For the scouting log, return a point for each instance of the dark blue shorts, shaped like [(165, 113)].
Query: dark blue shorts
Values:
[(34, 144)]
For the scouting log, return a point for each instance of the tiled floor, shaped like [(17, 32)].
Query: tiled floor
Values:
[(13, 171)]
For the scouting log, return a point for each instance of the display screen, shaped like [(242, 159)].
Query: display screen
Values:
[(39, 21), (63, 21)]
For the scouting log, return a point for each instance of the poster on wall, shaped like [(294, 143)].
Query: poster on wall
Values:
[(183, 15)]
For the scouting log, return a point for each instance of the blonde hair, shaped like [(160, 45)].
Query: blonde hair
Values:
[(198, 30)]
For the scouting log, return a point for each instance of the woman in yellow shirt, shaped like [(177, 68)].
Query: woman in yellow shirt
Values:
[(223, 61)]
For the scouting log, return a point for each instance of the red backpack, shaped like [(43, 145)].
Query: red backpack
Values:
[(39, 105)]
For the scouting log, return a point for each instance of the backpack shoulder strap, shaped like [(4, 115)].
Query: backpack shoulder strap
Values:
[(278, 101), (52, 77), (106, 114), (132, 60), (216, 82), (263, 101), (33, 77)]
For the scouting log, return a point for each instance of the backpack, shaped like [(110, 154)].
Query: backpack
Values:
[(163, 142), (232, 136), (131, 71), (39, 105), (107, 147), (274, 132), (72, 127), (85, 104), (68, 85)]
- - - - - - -
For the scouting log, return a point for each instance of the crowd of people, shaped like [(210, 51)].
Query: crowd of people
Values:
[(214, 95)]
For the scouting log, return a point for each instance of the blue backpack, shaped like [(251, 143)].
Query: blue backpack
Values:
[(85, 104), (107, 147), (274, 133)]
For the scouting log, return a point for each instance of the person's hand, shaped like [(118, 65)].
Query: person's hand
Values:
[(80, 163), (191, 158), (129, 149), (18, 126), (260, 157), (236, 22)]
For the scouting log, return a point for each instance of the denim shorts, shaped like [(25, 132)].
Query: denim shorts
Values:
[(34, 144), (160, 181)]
- - - - - - -
Turn everything above from the line containing "like [(43, 145)]." down to the line containing "104), (68, 85)]", with both of those lines included, into a numbered list, and leave out any blank lines.

#### [Worked solution]
1. For the scouting log, return a point for each instance of the red backpack, shaped like [(43, 145)].
2. Query: red backpack
3. Values:
4. [(39, 105)]
5. For the scouting log, return a point for each instance of the backpack shoulder strap, shaped like [(4, 115)].
6. Query: backpack shoulder strap
7. Values:
8. [(278, 101), (52, 77), (106, 114), (132, 60), (216, 82), (263, 101), (33, 77)]
9. For the scouting log, return a point for each instance of the backpack, shaped like [(110, 154)].
10. Query: backpack
11. Values:
12. [(163, 142), (232, 136), (131, 71), (39, 105), (107, 147), (274, 132), (72, 127), (85, 104), (68, 85)]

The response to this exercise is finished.